= What to do =
Would you copy out the following entries exactly, without any of the pictures?

= Dataset content =
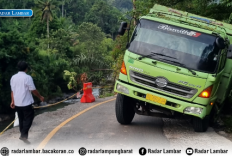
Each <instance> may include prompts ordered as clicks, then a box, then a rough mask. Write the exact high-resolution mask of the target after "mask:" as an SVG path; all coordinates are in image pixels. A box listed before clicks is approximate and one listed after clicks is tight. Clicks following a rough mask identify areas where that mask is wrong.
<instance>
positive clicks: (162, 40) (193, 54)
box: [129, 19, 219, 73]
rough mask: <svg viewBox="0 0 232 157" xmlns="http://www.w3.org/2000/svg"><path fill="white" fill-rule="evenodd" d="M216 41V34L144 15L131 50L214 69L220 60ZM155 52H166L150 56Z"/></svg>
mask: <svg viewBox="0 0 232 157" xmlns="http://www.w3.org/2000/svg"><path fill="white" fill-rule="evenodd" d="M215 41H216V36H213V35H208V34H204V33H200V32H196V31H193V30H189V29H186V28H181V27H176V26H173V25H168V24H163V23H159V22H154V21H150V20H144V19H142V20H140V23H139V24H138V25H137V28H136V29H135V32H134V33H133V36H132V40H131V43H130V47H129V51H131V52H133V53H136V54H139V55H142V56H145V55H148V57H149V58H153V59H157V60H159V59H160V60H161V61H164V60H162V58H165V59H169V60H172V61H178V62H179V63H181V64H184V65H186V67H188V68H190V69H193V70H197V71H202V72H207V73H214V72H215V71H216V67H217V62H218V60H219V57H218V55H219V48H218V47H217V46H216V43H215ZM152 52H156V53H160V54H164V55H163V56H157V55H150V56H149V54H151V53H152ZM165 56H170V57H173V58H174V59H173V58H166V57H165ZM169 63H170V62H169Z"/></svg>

= Solution to this exercise =
Each <instance> may include prompts ordered as clicks, then a box, then a rough mask. Write the exact high-resolution mask of the target after "mask:" as an SVG path; all coordinates are in image pixels. A box listed before clicks is approximate and one listed after clicks is tight. Clicks following a rough mask identify areas where that mask is wrong.
<instance>
positive clicks: (162, 40) (193, 54)
box: [129, 19, 219, 73]
rough mask: <svg viewBox="0 0 232 157" xmlns="http://www.w3.org/2000/svg"><path fill="white" fill-rule="evenodd" d="M216 41V34L144 15L131 50L214 69L220 60ZM155 52H166L150 56Z"/></svg>
mask: <svg viewBox="0 0 232 157" xmlns="http://www.w3.org/2000/svg"><path fill="white" fill-rule="evenodd" d="M215 41H216V36H213V35H208V34H204V33H200V32H196V31H193V30H189V29H186V28H181V27H176V26H173V25H168V24H163V23H159V22H154V21H150V20H144V19H142V20H140V23H139V24H138V25H137V28H136V29H135V32H134V33H133V36H132V40H131V43H130V47H129V51H131V52H133V53H136V54H139V55H142V56H145V55H148V57H149V58H153V59H157V60H159V59H160V60H161V61H164V60H162V58H165V59H169V60H172V61H178V62H179V63H181V64H184V65H186V67H188V68H190V69H193V70H197V71H202V72H207V73H214V72H215V71H216V67H217V62H218V60H219V57H218V55H219V48H218V47H217V46H216V43H215ZM152 52H156V53H160V54H164V55H163V56H157V55H150V56H149V54H151V53H152ZM165 56H170V57H173V58H174V59H173V58H166V57H165ZM169 63H170V62H169Z"/></svg>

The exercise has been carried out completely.